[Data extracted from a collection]
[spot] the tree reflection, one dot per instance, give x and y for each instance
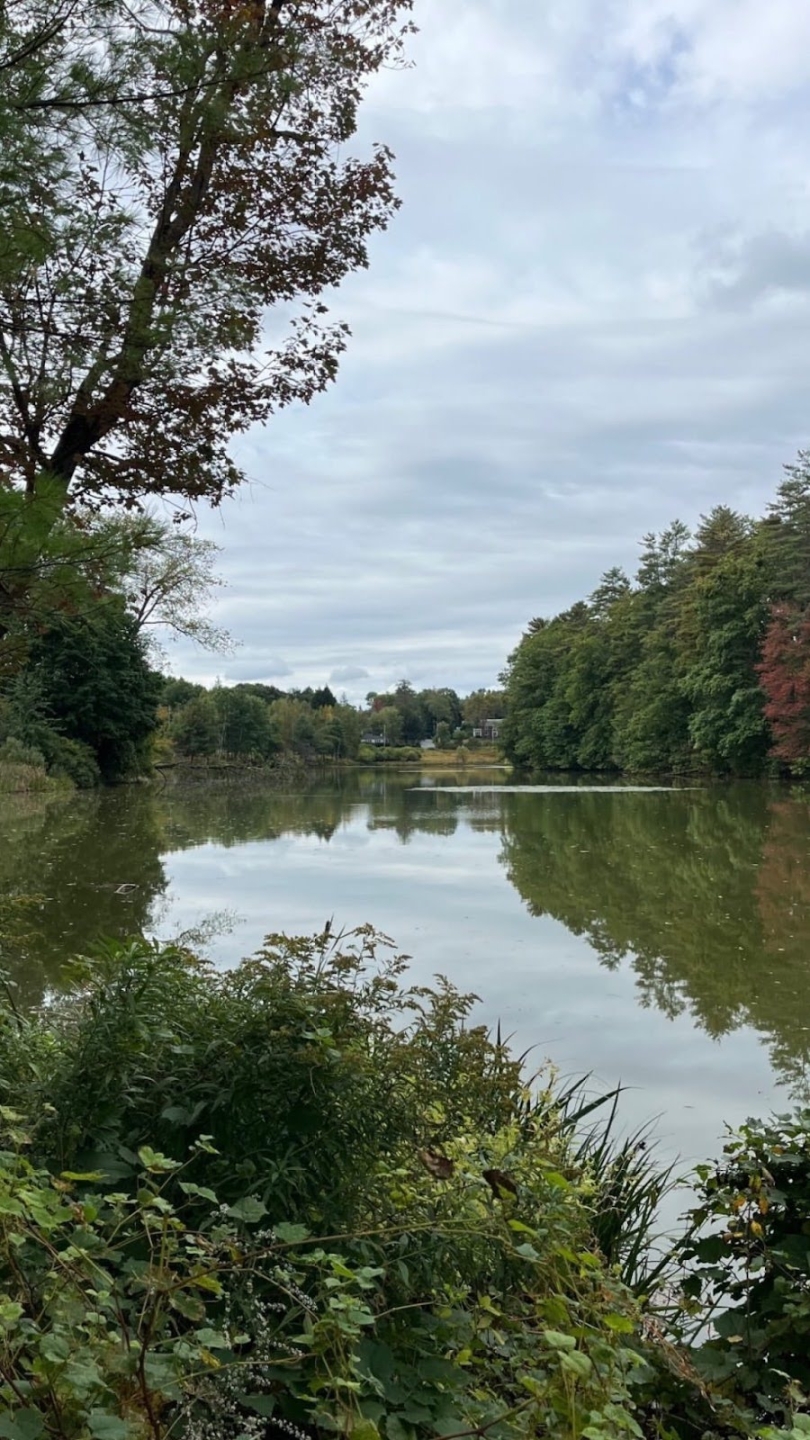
(72, 870)
(704, 893)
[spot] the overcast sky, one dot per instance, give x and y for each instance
(591, 316)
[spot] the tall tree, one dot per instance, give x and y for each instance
(175, 170)
(784, 674)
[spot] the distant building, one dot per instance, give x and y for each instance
(487, 730)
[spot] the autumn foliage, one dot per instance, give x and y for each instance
(784, 674)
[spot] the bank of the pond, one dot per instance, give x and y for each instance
(301, 1198)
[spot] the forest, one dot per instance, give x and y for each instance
(698, 664)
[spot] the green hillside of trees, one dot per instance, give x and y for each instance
(698, 664)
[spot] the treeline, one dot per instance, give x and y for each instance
(79, 680)
(257, 722)
(698, 664)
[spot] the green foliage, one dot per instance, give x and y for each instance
(97, 687)
(299, 1191)
(748, 1267)
(666, 676)
(389, 753)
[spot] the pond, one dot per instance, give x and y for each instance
(650, 936)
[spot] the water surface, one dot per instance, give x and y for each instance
(653, 936)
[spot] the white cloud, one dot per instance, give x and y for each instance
(591, 314)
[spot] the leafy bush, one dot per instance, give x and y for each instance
(748, 1254)
(71, 758)
(424, 1262)
(389, 753)
(22, 768)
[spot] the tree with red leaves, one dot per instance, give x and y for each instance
(784, 676)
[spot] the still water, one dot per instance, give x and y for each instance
(659, 938)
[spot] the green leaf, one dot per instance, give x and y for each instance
(250, 1210)
(10, 1312)
(558, 1341)
(199, 1190)
(526, 1252)
(26, 1424)
(154, 1162)
(395, 1430)
(107, 1427)
(577, 1364)
(54, 1348)
(212, 1339)
(290, 1234)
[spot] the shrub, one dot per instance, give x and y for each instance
(13, 752)
(748, 1260)
(72, 759)
(22, 769)
(424, 1260)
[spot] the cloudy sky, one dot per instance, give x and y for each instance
(591, 316)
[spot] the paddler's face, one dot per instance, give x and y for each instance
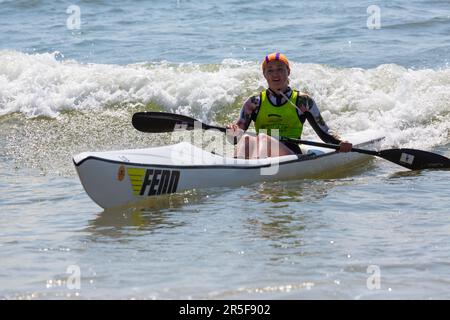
(276, 74)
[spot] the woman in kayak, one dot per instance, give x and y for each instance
(278, 108)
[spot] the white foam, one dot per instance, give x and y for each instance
(410, 107)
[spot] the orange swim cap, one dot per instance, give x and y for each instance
(275, 56)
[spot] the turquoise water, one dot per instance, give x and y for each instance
(67, 91)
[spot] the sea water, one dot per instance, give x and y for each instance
(73, 73)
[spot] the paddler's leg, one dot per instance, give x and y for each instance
(247, 147)
(271, 147)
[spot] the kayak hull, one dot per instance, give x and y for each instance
(122, 177)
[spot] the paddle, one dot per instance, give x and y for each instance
(412, 159)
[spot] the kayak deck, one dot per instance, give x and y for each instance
(114, 178)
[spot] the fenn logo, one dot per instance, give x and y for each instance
(153, 182)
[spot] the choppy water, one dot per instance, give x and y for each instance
(67, 91)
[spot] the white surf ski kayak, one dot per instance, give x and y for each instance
(115, 178)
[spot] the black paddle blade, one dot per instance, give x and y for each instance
(167, 122)
(415, 159)
(156, 122)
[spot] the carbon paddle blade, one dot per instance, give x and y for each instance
(156, 122)
(415, 159)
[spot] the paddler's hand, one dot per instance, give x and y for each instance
(234, 130)
(345, 146)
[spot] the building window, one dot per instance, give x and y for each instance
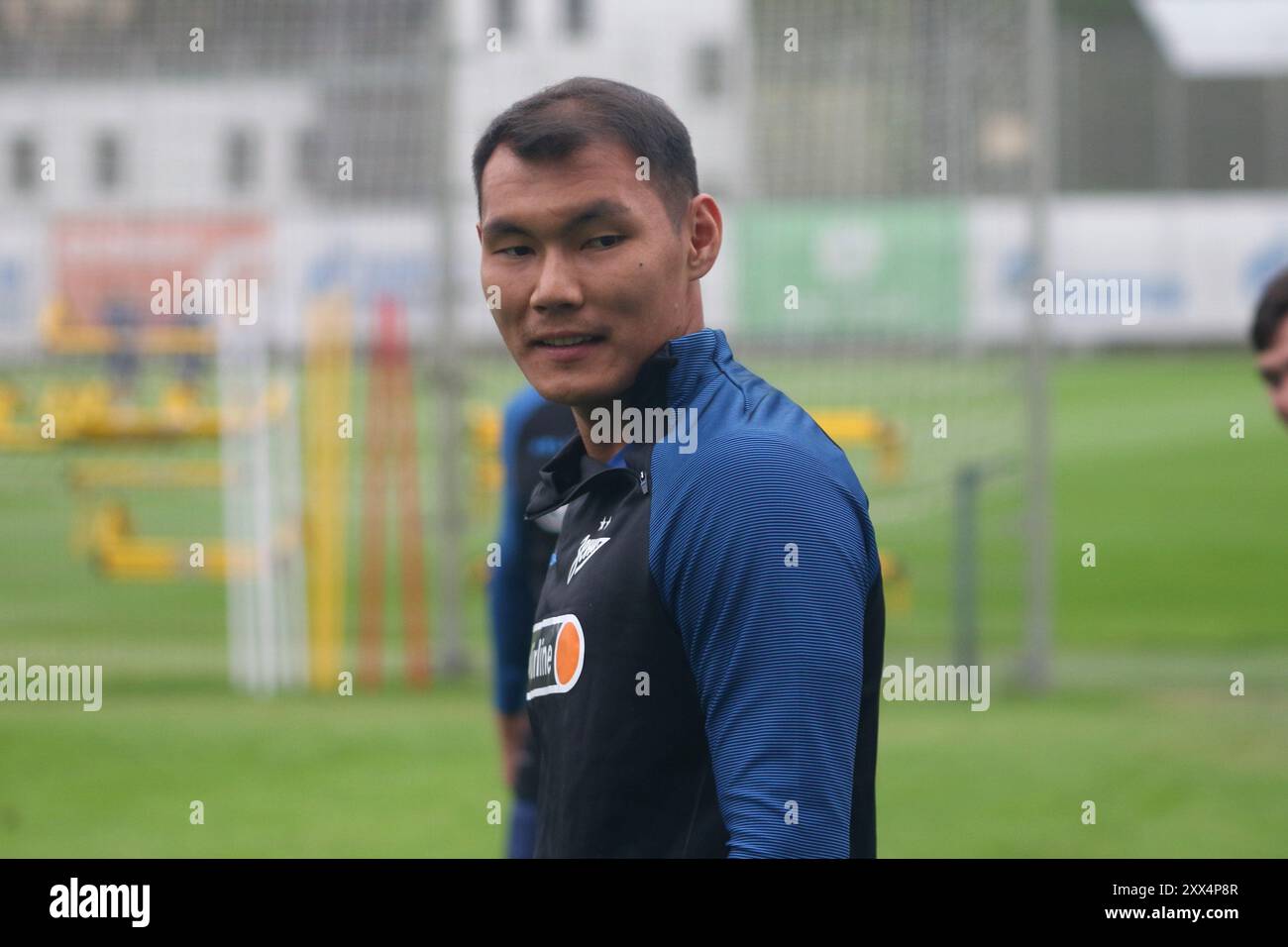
(578, 17)
(308, 158)
(107, 161)
(506, 17)
(22, 162)
(708, 69)
(240, 159)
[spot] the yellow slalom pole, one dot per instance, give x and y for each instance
(326, 474)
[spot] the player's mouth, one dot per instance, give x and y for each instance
(568, 346)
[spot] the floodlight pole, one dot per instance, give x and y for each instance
(1042, 64)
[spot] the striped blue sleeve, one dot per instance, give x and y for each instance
(764, 557)
(510, 602)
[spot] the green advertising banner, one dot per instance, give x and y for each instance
(870, 268)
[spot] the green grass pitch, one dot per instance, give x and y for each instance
(1188, 587)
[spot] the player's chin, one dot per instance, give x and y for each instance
(584, 382)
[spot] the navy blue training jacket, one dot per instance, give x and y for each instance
(704, 664)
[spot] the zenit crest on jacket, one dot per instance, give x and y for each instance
(704, 665)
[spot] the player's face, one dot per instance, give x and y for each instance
(1273, 365)
(589, 275)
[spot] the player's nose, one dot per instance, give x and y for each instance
(558, 285)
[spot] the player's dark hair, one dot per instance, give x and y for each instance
(561, 119)
(1270, 312)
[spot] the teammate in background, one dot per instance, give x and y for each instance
(1270, 341)
(704, 669)
(533, 432)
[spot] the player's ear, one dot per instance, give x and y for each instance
(704, 234)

• _SET TASK_:
The records above must be printed exactly; the pictures stay out.

• _RESULT FOR THIS TASK_:
[spot] the tree reflection, one dot per instance, give x and y for each instance
(72, 870)
(704, 893)
[spot] the overcast sky, one dot per instance, give x and y for each instance
(591, 316)
[spot] the tall tree, one dot per instance, give x and y for each instance
(175, 170)
(784, 674)
[spot] the distant building, one dot per instance, give x and y for each instance
(487, 730)
[spot] the autumn foliage, one dot per instance, give x and y for each instance
(784, 674)
[spot] the bank of the pond, one dot per instance, give x and y for each instance
(301, 1198)
[spot] the forest, one dot per instance, give x and y for each instance
(698, 664)
[spot] the green hillside of trees, one dot per instance, give x and y for each instance
(698, 664)
[spot] the treeline, one dot per instance, give x and y for each instance
(79, 680)
(257, 722)
(698, 664)
[spot] the green foliage, one dot per instance, give x and y for each instance
(97, 687)
(299, 1191)
(748, 1267)
(666, 676)
(389, 753)
[spot] the pond, one dot per instance, give x and y for each instance
(650, 936)
[spot] the water surface, one dot per instance, give x and y for each instance
(653, 936)
[spot] the white cloud, one dot per instance, give x and y for each instance
(591, 314)
[spot] the leafy bush, one dot per instance, give x and y for each instance
(748, 1254)
(71, 758)
(424, 1262)
(389, 753)
(22, 768)
[spot] the tree with red leaves, one dot per instance, give x and y for each instance
(784, 676)
[spot] the still water, one dot per instance, give x and y for each instance
(659, 938)
[spot] the green leaf, one dot per instance, give x and y for each instance
(250, 1210)
(10, 1312)
(558, 1341)
(199, 1190)
(526, 1252)
(26, 1424)
(154, 1162)
(395, 1430)
(107, 1427)
(577, 1364)
(54, 1348)
(212, 1339)
(290, 1234)
[spot] the shrub, one dot per instance, give x and y for each instance
(13, 752)
(748, 1260)
(72, 759)
(22, 769)
(424, 1260)
[spot] the cloudy sky, one dot per instance, give x and y for each instance
(591, 316)
[spot] the paddler's face, one dot per instance, give x and y for each instance
(276, 74)
[spot] the woman in kayak, one dot per instance, give x and y for each instance
(278, 108)
[spot] the white foam, one dot per instance, give x and y for each instance
(410, 107)
[spot] the orange swim cap, one dot per instance, give x and y for each instance
(275, 56)
[spot] the turquoise water, one dot per instance, give x and y for each instance
(67, 91)
[spot] the sea water, one dot per instance, give x and y for each instance
(73, 73)
[spot] the paddler's leg, one dot per instance, give x and y for each instance
(247, 147)
(271, 147)
[spot] the kayak hull, one dot per instance, give x and y for each instance
(122, 177)
[spot] the paddle, one dot per instance, give x and y for each instance
(412, 159)
[spot] the kayak deck, one dot per instance, give x and y for each instance
(114, 178)
[spot] the fenn logo, one dot per instance, give x and y for each instance
(153, 182)
[spot] the choppy water, one dot per instance, give x and y for each instance
(67, 91)
[spot] the white surf ski kayak, one dot per instance, give x and y for each instance
(115, 178)
[spot] the black paddle blade, one dot per instance, give x and y for each instance
(167, 122)
(415, 159)
(156, 122)
[spot] the carbon paddle blade, one dot per instance, give x and y for each instance
(156, 122)
(415, 159)
[spot] the paddler's hand, one dot per instance, give x and y for each instance
(234, 130)
(345, 146)
[spot] the building window, one dot per instance, give x and y for each instance
(578, 17)
(308, 158)
(107, 161)
(506, 17)
(22, 162)
(708, 69)
(240, 159)
[spot] the yellow slalom pole, one dot per instance, give x and y for each instance
(326, 474)
[spot] the player's mouth, one dot per instance, give x and y for each instance
(568, 346)
[spot] the floodlight pole, one dot per instance, give x and y for each instance
(1042, 64)
[spot] the striped blue sleeve, one dot per instance, give x and y for each instance
(764, 557)
(510, 602)
[spot] the green advertising banner, one dot per instance, give x and y for each instance
(870, 268)
[spot] the green grass pitch, one dot per instance, give x and y for each instance
(1188, 587)
[spot] the player's chin, one dot per instance, give x and y for each instance
(584, 382)
[spot] the navy blue training jacket, one dot per instance, give x and y for each instance
(704, 664)
[spot] the zenit crest on jacket, one dot per instance, give x and y for each instance
(704, 665)
[spot] the player's face, one dot per instance, give x and y for each instance
(1273, 365)
(589, 275)
[spot] the player's nose, one dot per instance, give x and y for each instance
(558, 285)
[spot] the player's dark hair, one dot per instance, give x and y for each instance
(561, 119)
(1270, 312)
[spot] the teammate in background, one dot per instance, give x and y for each instance
(1270, 341)
(704, 669)
(533, 432)
[spot] the player's ear, one dot per instance, give x and y for each instance
(704, 234)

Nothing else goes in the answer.